# TASK GOAL
Determine how many lines in the items below contain the string "stump", matching case exactly. Give only that number.
### DATA EXTRACT
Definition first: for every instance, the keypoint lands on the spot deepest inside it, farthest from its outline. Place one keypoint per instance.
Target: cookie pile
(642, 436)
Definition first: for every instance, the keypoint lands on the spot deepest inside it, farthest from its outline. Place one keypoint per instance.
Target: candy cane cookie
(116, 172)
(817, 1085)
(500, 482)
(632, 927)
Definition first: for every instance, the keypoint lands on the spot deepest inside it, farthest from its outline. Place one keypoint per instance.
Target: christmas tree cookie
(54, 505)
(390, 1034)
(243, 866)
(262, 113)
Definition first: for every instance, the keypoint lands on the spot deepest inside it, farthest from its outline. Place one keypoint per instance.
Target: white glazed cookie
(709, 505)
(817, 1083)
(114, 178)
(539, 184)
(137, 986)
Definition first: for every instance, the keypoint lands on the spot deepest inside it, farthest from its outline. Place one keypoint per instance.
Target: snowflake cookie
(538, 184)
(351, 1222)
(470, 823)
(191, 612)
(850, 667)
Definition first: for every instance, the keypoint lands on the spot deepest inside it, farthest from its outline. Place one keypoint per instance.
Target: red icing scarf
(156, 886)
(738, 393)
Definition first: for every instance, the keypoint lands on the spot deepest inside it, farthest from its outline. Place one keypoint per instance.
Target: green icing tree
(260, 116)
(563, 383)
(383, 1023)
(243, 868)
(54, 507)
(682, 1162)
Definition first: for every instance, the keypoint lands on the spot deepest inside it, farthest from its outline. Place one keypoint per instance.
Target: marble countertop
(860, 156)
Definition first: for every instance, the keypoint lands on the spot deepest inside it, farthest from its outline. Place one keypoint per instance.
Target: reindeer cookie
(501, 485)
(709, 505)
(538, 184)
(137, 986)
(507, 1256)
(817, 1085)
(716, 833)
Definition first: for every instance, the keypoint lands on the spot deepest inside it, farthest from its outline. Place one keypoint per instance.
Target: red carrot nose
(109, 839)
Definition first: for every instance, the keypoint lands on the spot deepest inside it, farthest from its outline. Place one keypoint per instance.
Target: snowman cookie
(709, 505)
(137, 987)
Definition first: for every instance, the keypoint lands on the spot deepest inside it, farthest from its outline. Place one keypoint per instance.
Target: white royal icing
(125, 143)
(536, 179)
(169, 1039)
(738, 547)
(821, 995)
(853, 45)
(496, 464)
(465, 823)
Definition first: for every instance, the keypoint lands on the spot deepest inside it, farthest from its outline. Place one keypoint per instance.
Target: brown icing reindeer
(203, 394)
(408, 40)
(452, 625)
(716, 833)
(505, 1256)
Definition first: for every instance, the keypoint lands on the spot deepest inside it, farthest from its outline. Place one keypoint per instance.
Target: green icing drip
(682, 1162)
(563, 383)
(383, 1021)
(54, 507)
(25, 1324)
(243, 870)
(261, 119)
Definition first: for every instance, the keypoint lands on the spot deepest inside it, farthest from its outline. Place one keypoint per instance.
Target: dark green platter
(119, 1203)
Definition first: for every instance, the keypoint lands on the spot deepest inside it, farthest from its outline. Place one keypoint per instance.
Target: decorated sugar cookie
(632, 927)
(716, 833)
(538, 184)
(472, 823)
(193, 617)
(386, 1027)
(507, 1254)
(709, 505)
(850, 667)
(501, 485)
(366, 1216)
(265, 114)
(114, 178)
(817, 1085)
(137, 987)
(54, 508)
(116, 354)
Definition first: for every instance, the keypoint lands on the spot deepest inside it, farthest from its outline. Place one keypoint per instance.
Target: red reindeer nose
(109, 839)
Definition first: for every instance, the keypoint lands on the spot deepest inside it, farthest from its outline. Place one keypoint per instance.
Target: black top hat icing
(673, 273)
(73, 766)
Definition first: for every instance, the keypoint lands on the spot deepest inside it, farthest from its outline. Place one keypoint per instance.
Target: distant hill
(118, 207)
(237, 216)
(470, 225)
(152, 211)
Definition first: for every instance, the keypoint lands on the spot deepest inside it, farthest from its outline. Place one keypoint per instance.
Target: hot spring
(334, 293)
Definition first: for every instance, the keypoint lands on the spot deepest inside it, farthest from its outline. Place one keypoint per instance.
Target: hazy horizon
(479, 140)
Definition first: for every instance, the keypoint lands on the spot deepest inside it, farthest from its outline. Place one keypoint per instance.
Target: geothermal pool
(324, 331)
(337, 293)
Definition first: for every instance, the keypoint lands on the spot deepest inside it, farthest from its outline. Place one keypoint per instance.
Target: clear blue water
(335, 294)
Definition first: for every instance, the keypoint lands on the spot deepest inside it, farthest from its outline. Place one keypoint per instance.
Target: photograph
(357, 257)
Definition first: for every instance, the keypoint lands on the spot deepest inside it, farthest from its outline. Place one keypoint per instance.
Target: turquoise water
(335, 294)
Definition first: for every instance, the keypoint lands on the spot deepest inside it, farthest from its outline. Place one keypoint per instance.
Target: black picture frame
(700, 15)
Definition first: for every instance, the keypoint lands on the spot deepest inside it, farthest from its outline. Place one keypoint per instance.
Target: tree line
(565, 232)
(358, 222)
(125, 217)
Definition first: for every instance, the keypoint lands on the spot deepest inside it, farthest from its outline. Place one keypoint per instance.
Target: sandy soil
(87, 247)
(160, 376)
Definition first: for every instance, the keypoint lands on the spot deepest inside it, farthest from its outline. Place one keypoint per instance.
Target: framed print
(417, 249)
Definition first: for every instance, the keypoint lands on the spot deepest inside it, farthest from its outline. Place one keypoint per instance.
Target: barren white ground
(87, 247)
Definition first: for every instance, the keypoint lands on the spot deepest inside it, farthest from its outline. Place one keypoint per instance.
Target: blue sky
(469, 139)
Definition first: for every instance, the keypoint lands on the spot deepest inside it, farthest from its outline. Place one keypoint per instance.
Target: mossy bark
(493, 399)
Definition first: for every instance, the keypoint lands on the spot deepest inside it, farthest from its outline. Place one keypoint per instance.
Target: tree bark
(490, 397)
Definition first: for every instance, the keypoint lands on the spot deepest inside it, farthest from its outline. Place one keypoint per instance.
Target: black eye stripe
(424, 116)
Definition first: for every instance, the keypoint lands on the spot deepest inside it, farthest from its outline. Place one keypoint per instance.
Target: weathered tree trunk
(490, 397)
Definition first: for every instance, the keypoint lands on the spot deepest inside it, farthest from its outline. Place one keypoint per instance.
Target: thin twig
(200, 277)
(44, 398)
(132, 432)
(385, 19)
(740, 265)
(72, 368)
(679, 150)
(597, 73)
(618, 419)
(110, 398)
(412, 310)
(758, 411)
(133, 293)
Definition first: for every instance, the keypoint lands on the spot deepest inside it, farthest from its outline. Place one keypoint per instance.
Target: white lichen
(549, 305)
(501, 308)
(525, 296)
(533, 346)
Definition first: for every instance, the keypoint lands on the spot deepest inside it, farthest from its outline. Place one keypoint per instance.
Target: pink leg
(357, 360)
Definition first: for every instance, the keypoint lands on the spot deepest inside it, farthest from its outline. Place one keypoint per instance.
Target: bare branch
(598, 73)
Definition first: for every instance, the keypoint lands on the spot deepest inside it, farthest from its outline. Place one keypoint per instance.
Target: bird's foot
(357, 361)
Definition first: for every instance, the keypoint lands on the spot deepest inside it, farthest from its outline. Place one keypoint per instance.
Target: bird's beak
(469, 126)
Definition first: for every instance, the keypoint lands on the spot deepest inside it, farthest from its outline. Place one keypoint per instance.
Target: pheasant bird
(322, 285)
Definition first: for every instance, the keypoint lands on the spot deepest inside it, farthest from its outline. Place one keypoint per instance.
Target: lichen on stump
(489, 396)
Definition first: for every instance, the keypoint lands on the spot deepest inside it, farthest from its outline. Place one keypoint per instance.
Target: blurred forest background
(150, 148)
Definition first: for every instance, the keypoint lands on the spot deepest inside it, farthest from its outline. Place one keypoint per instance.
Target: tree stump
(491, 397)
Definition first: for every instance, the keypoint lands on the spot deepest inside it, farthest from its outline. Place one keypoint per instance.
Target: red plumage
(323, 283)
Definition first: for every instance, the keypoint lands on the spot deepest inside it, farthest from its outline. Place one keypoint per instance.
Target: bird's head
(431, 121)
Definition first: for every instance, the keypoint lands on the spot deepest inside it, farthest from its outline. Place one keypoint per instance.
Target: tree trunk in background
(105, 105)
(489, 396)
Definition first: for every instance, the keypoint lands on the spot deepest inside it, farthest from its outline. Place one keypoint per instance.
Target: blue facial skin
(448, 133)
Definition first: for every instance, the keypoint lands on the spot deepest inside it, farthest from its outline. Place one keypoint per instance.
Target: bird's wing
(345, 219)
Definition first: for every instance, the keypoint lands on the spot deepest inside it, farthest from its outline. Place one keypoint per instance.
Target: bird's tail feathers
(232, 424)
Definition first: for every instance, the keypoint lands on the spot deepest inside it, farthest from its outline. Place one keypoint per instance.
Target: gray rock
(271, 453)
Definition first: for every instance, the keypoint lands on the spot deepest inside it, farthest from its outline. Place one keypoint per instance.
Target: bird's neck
######
# EXERCISE RESULT
2